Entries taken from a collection
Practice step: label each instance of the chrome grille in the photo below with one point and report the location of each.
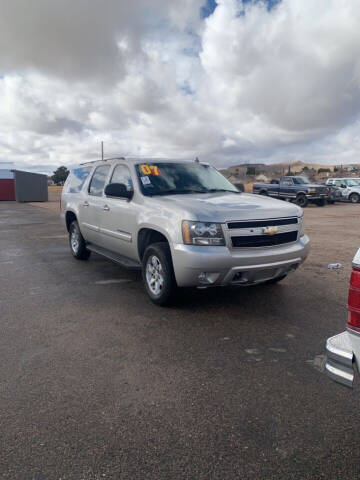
(252, 233)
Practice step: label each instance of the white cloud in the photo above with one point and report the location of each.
(248, 83)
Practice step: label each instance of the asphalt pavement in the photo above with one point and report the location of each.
(97, 382)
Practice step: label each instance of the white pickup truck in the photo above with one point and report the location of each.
(183, 223)
(349, 188)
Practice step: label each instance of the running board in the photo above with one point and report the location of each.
(115, 257)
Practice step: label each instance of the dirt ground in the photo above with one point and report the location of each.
(97, 382)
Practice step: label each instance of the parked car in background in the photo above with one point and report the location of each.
(349, 188)
(183, 223)
(343, 350)
(334, 193)
(298, 189)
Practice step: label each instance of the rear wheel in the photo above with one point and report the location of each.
(158, 273)
(77, 242)
(302, 201)
(354, 198)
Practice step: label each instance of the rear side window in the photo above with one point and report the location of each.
(77, 179)
(98, 180)
(122, 174)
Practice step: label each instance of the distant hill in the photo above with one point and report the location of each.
(278, 169)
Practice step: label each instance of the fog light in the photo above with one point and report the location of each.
(206, 278)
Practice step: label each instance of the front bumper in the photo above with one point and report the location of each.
(317, 196)
(211, 266)
(340, 359)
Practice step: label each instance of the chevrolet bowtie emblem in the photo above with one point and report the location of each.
(270, 230)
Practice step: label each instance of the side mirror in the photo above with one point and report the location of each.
(118, 190)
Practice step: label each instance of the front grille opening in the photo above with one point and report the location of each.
(263, 223)
(247, 241)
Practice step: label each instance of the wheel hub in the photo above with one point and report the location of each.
(74, 240)
(154, 275)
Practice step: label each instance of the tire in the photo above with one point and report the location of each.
(158, 274)
(302, 201)
(354, 198)
(274, 280)
(77, 242)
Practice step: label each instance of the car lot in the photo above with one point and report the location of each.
(97, 382)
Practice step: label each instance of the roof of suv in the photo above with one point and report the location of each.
(134, 159)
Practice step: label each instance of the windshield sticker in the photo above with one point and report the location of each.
(145, 180)
(150, 170)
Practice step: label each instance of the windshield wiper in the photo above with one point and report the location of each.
(212, 190)
(180, 192)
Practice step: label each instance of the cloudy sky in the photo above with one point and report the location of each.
(229, 81)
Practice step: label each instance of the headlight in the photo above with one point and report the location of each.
(200, 233)
(301, 226)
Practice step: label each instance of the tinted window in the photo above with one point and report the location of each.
(181, 178)
(98, 180)
(77, 179)
(301, 180)
(121, 174)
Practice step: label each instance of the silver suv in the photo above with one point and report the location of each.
(183, 223)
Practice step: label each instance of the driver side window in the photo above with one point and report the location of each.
(121, 174)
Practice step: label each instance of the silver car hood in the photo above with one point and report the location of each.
(222, 207)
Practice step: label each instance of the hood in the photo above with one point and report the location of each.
(223, 207)
(314, 185)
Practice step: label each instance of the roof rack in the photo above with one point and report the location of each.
(104, 160)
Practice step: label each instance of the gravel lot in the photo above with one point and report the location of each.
(96, 382)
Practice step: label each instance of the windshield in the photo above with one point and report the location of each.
(181, 178)
(352, 183)
(301, 180)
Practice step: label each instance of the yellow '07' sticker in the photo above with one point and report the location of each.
(150, 170)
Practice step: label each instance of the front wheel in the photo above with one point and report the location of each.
(354, 198)
(158, 273)
(77, 242)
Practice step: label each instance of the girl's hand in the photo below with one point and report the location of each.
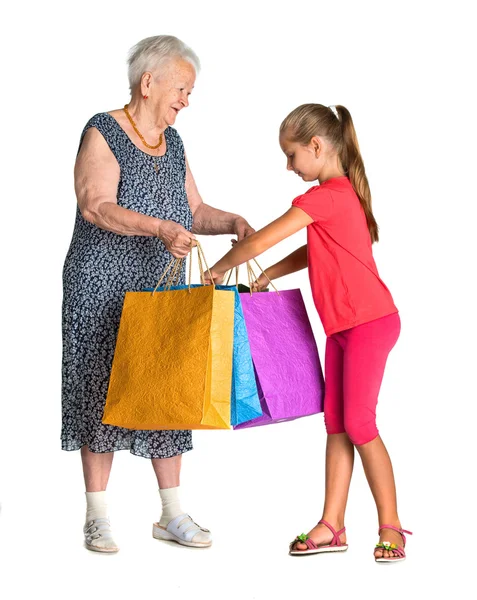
(260, 284)
(217, 278)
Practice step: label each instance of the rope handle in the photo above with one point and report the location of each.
(251, 276)
(174, 268)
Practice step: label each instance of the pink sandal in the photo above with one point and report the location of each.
(399, 553)
(313, 548)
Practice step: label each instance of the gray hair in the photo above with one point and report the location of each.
(151, 53)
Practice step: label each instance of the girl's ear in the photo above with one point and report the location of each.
(316, 145)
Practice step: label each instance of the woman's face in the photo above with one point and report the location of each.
(301, 159)
(172, 89)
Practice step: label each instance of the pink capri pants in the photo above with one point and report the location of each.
(354, 369)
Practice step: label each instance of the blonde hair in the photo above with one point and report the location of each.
(309, 120)
(151, 53)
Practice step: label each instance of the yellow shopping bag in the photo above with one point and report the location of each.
(172, 366)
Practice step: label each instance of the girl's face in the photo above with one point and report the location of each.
(302, 159)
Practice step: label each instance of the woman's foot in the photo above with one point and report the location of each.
(98, 536)
(322, 536)
(391, 536)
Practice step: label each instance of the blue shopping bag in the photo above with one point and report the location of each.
(245, 403)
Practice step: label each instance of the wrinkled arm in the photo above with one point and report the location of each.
(96, 184)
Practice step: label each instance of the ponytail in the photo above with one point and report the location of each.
(353, 165)
(337, 126)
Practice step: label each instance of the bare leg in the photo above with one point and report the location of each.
(96, 469)
(379, 473)
(167, 471)
(339, 468)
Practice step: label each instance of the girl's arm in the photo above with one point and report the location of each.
(296, 261)
(288, 224)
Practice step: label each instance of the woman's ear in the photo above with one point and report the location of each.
(146, 81)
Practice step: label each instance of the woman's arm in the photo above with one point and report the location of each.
(96, 185)
(288, 224)
(296, 261)
(209, 220)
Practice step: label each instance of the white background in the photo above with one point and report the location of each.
(405, 71)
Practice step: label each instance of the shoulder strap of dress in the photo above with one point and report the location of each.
(176, 148)
(109, 129)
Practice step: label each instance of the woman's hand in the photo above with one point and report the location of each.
(177, 240)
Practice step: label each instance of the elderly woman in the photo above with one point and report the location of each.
(138, 205)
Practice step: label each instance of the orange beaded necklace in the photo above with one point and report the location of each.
(139, 133)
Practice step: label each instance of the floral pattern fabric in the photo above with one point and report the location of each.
(100, 267)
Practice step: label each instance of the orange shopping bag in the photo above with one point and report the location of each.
(172, 366)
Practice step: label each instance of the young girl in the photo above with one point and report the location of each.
(356, 308)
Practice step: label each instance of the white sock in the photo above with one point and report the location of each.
(96, 506)
(171, 507)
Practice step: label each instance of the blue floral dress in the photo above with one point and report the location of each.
(99, 268)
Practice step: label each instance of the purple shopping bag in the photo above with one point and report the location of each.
(285, 357)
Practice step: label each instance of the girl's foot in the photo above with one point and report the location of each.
(391, 536)
(322, 536)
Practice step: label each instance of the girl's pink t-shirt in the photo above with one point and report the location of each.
(345, 283)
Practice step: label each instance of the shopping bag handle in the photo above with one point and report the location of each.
(175, 268)
(251, 276)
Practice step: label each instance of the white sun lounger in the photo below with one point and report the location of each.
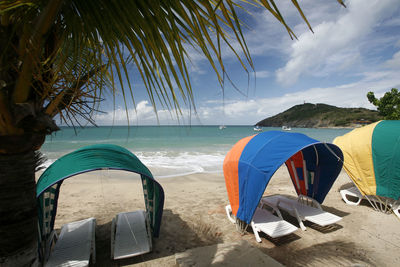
(304, 209)
(130, 235)
(75, 244)
(353, 192)
(264, 221)
(377, 204)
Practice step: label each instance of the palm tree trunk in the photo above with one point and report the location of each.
(18, 211)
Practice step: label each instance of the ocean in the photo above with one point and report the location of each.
(167, 150)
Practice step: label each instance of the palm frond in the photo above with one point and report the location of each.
(61, 44)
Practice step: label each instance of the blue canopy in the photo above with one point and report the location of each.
(250, 164)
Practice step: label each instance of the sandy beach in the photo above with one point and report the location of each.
(194, 216)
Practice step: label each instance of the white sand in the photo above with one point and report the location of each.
(194, 216)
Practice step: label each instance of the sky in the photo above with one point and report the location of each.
(352, 51)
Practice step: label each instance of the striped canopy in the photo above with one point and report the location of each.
(91, 158)
(248, 167)
(372, 158)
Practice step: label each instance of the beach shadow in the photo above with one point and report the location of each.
(346, 186)
(227, 254)
(176, 235)
(331, 253)
(324, 229)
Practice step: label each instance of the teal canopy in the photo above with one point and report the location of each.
(91, 158)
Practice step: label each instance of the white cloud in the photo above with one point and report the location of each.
(262, 74)
(394, 62)
(334, 42)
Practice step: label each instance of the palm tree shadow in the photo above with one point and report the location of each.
(170, 241)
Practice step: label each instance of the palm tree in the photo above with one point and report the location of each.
(60, 57)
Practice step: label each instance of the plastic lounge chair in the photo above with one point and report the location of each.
(304, 209)
(75, 244)
(379, 204)
(130, 235)
(264, 221)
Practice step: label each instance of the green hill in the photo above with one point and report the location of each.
(321, 115)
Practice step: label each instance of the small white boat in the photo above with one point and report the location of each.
(257, 129)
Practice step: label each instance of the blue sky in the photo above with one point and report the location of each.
(353, 50)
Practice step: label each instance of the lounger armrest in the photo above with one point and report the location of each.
(306, 200)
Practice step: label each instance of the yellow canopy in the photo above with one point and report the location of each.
(357, 153)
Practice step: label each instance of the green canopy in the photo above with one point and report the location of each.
(91, 158)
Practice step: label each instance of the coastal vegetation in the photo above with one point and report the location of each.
(321, 115)
(60, 58)
(388, 105)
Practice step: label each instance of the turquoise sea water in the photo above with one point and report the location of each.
(168, 150)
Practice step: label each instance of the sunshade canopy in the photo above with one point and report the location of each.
(372, 158)
(250, 164)
(93, 158)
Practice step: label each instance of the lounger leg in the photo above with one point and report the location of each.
(255, 231)
(343, 193)
(228, 210)
(299, 220)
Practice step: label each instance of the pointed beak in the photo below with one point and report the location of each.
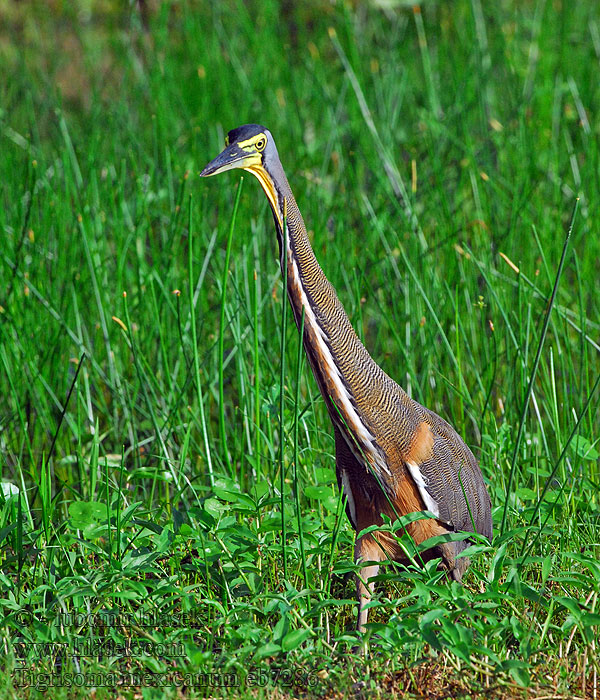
(232, 157)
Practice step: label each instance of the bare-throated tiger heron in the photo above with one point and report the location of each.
(393, 456)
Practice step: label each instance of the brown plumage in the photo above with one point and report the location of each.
(393, 456)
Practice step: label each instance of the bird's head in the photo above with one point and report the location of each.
(250, 147)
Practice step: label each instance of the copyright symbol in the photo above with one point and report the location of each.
(312, 679)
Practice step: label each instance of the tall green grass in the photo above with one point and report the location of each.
(159, 453)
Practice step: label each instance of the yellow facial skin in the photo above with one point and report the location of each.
(246, 155)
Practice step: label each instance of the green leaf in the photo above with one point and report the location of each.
(84, 513)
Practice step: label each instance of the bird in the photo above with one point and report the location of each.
(393, 456)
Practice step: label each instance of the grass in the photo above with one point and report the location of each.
(155, 442)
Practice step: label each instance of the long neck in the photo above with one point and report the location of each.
(340, 363)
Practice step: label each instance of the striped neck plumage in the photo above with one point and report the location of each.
(326, 327)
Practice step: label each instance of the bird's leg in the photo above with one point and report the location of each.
(366, 549)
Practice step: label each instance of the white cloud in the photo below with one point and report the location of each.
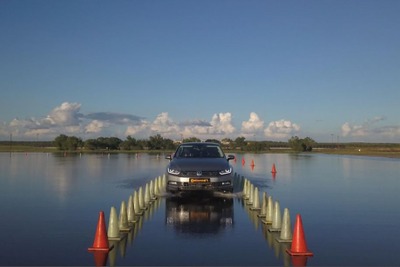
(95, 126)
(221, 123)
(282, 129)
(253, 125)
(65, 115)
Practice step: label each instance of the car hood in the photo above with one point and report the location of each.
(195, 164)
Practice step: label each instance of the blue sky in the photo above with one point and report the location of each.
(266, 70)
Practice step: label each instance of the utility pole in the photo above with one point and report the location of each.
(10, 143)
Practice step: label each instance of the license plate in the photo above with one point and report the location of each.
(199, 180)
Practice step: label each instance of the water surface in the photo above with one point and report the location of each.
(50, 205)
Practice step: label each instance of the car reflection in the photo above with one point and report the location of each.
(198, 215)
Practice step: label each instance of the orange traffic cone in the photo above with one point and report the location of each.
(273, 168)
(299, 246)
(100, 242)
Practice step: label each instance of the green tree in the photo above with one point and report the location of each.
(239, 142)
(298, 144)
(64, 142)
(60, 142)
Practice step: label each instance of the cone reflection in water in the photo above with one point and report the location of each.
(100, 258)
(256, 200)
(251, 195)
(286, 229)
(113, 225)
(299, 246)
(273, 168)
(276, 218)
(270, 208)
(263, 212)
(123, 218)
(100, 242)
(299, 260)
(130, 210)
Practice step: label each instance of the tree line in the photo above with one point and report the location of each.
(157, 142)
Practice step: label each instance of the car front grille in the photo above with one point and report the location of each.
(203, 173)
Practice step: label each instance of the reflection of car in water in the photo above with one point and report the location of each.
(199, 167)
(199, 215)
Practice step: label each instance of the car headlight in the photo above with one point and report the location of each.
(225, 172)
(173, 171)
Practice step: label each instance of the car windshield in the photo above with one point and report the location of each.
(199, 151)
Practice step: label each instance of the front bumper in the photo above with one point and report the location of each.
(223, 184)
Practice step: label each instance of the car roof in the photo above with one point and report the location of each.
(200, 143)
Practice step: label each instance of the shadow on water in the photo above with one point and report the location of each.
(199, 214)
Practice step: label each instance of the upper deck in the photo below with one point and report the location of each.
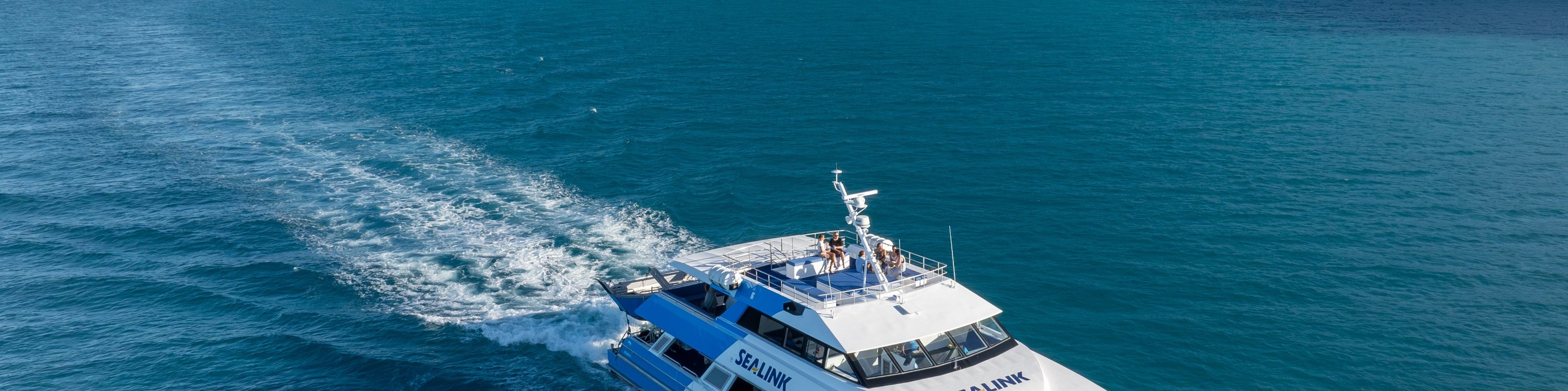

> _AIM OF THE EXERCISE_
Starting at the line that contains "Practice step: label each instance of the car front" and ending with the last line of the material, write out every line again, requests included, and add -86 to each coordinate in the answers. Leave the pictures out of your answer.

> _ANSWER TO THE PROBLEM_
Practice step: label each instance of the car front grille in the photo above with one point and report the location of each.
(117, 87)
Practice step: label each instance of the reflection of car in water in the photo above with one point and report the location of each.
(113, 81)
(113, 129)
Practice step: label each instance of the car headlight in the photo above with one point and report the location of each.
(139, 86)
(87, 85)
Practice step: label each instance of the car windshield in the photo above with one point and report the location of each.
(113, 65)
Practice step: label each instance of the front bumper in the photo above with one point and report the location of each.
(137, 98)
Practice step: label each instance of the car roof in the photo above with one point and report the location of each.
(114, 57)
Practice step: label each instance of the shadow on water in the photo above with one point and report the location of each.
(113, 128)
Practice step: label each instance of the upper deck in the photo below with one point and report the location of each.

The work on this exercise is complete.